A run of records
______________________________

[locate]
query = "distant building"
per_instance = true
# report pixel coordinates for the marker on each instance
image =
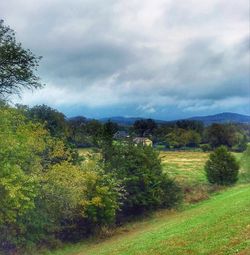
(119, 135)
(143, 140)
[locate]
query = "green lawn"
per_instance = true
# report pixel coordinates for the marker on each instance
(219, 225)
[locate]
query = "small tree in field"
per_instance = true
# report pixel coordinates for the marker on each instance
(222, 167)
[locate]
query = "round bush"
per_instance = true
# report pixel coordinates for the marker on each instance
(222, 167)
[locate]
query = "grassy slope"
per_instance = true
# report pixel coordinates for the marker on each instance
(220, 225)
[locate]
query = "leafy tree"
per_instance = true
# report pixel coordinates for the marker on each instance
(17, 65)
(108, 131)
(194, 125)
(222, 167)
(219, 134)
(43, 195)
(140, 172)
(53, 120)
(141, 127)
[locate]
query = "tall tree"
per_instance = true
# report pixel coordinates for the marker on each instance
(17, 65)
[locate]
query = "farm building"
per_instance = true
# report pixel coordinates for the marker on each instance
(143, 140)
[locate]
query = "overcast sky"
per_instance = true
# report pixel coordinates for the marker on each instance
(164, 59)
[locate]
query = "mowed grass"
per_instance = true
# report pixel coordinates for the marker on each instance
(219, 225)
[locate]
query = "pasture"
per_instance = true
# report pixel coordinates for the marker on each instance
(219, 225)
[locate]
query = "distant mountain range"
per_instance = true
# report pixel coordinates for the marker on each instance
(225, 117)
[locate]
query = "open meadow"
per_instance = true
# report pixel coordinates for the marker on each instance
(219, 225)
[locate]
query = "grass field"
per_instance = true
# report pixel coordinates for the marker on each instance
(185, 166)
(219, 225)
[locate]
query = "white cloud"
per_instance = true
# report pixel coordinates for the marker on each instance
(153, 54)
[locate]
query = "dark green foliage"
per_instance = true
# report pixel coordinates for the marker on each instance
(140, 172)
(44, 193)
(17, 65)
(219, 134)
(144, 127)
(205, 147)
(53, 120)
(197, 126)
(84, 133)
(222, 167)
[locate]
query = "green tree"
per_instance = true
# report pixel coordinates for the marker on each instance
(17, 65)
(222, 167)
(221, 134)
(141, 127)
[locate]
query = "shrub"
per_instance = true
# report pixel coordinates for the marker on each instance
(205, 147)
(139, 170)
(222, 167)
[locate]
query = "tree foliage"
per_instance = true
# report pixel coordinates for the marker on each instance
(222, 167)
(17, 65)
(140, 172)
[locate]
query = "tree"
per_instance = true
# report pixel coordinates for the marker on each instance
(219, 134)
(142, 127)
(17, 65)
(222, 167)
(54, 120)
(139, 170)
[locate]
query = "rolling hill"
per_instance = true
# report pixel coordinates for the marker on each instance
(226, 117)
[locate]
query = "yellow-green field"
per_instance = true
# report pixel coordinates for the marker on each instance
(185, 166)
(217, 226)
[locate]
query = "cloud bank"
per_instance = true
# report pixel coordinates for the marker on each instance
(162, 58)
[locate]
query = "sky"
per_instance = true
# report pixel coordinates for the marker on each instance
(164, 59)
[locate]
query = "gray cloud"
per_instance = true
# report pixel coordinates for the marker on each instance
(190, 55)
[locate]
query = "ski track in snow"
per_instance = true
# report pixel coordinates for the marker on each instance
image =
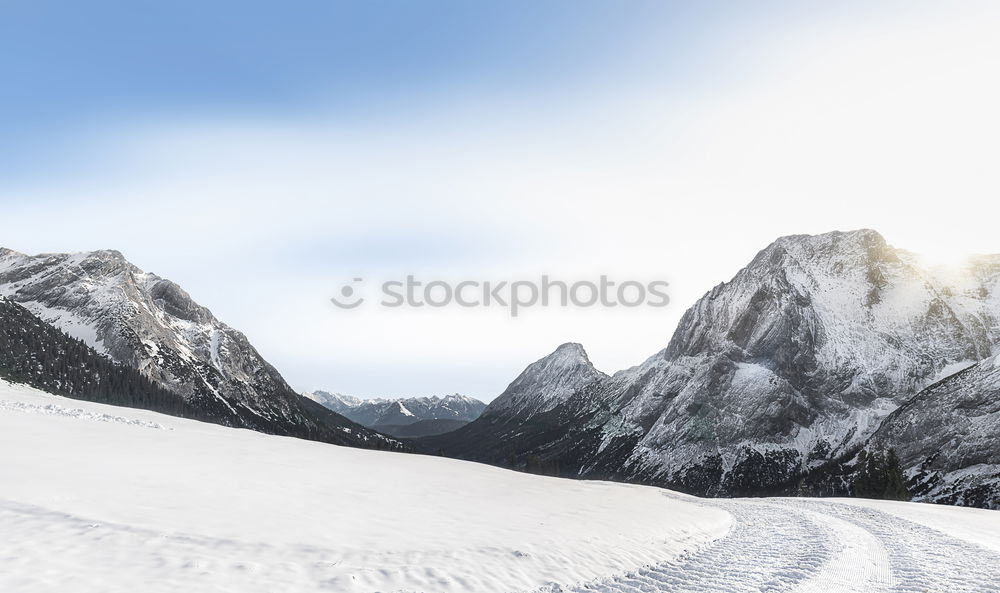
(814, 547)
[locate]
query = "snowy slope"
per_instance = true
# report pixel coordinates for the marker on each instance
(99, 498)
(104, 499)
(948, 438)
(790, 365)
(151, 324)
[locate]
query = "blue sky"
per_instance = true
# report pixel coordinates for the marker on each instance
(68, 65)
(260, 154)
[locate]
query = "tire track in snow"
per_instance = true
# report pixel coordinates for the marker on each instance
(770, 548)
(923, 560)
(811, 546)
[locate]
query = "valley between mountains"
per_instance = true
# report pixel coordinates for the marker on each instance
(148, 446)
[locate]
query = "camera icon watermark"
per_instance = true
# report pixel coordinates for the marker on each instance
(515, 296)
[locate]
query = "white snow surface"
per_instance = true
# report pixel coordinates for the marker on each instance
(93, 500)
(110, 505)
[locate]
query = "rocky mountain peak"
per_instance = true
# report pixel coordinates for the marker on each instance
(547, 382)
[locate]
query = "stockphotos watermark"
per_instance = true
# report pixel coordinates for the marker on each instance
(511, 295)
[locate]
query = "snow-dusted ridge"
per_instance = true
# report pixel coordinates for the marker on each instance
(376, 412)
(791, 365)
(152, 325)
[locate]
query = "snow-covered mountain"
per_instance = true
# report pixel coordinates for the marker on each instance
(948, 438)
(791, 364)
(377, 412)
(151, 324)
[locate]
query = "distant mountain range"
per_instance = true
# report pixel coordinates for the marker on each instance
(822, 346)
(149, 324)
(404, 417)
(824, 353)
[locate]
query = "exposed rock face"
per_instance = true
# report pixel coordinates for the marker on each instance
(948, 438)
(793, 363)
(152, 325)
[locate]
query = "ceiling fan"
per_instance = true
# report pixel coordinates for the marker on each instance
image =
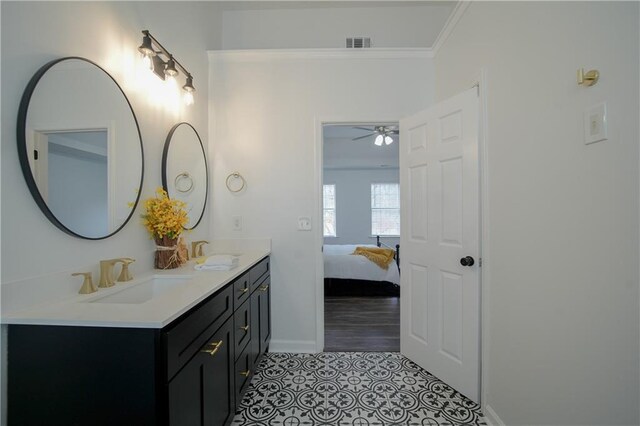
(383, 134)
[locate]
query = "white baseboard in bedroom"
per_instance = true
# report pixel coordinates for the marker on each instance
(293, 346)
(491, 417)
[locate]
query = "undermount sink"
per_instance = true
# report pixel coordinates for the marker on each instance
(143, 291)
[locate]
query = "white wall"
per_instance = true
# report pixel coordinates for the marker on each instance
(328, 27)
(266, 109)
(34, 33)
(562, 308)
(107, 33)
(353, 204)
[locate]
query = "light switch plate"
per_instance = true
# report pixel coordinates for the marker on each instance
(304, 224)
(595, 124)
(237, 223)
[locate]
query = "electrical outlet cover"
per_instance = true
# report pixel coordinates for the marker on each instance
(595, 124)
(304, 224)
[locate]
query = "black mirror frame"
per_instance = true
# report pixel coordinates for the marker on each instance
(165, 155)
(23, 155)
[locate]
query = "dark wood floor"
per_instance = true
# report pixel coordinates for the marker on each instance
(361, 324)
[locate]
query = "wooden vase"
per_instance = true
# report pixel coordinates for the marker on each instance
(167, 253)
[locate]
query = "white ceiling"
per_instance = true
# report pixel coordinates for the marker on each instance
(341, 152)
(268, 5)
(326, 24)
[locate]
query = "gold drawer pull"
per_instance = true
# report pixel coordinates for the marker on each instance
(215, 348)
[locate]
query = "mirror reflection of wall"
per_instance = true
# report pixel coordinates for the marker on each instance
(83, 148)
(77, 185)
(184, 170)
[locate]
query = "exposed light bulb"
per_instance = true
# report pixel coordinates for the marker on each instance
(188, 98)
(147, 62)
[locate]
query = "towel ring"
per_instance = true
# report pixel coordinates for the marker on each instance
(181, 181)
(235, 175)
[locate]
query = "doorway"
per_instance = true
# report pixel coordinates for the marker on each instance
(361, 231)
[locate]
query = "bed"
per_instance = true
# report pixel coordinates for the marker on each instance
(352, 275)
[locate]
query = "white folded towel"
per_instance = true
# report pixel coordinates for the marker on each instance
(204, 267)
(221, 260)
(217, 262)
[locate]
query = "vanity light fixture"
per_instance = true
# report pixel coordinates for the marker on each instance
(152, 56)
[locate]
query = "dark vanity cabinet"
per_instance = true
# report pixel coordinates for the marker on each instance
(192, 372)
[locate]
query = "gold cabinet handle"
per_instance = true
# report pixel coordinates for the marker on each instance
(215, 347)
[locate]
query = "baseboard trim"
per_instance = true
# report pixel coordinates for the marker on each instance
(491, 417)
(293, 346)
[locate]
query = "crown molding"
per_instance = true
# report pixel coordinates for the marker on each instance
(459, 10)
(250, 55)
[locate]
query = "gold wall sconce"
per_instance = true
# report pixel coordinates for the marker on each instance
(589, 79)
(152, 55)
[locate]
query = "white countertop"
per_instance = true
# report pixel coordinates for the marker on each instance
(155, 313)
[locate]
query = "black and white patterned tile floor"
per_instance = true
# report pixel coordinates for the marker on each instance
(350, 388)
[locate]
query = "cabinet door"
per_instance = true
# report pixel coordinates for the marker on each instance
(254, 344)
(264, 292)
(242, 327)
(202, 393)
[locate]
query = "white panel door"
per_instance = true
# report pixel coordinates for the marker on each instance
(440, 302)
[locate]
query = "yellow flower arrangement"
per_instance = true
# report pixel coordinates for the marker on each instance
(164, 217)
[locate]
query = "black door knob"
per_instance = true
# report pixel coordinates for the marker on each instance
(467, 261)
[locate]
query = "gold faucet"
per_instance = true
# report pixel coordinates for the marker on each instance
(106, 273)
(87, 283)
(196, 248)
(124, 273)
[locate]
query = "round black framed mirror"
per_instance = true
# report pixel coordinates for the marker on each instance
(185, 175)
(80, 148)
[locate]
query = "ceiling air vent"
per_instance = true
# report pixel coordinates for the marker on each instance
(358, 42)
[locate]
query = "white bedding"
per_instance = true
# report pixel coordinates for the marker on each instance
(340, 263)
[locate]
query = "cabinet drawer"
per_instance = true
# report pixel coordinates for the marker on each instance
(241, 290)
(243, 374)
(183, 340)
(242, 326)
(257, 272)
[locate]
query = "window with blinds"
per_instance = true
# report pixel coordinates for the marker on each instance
(385, 209)
(329, 210)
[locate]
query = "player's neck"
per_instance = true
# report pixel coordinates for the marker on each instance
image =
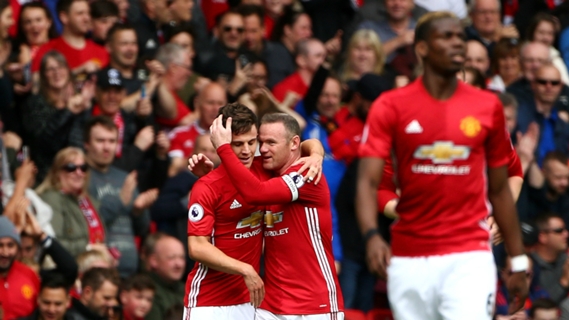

______________________________

[TASK DIRECTIONS]: Find each line in the data above that contains the word "baseboard", and copy every such line in full.

[OUTPUT BELOW]:
query = "white baseboard in bedroom"
query = "baseboard trim"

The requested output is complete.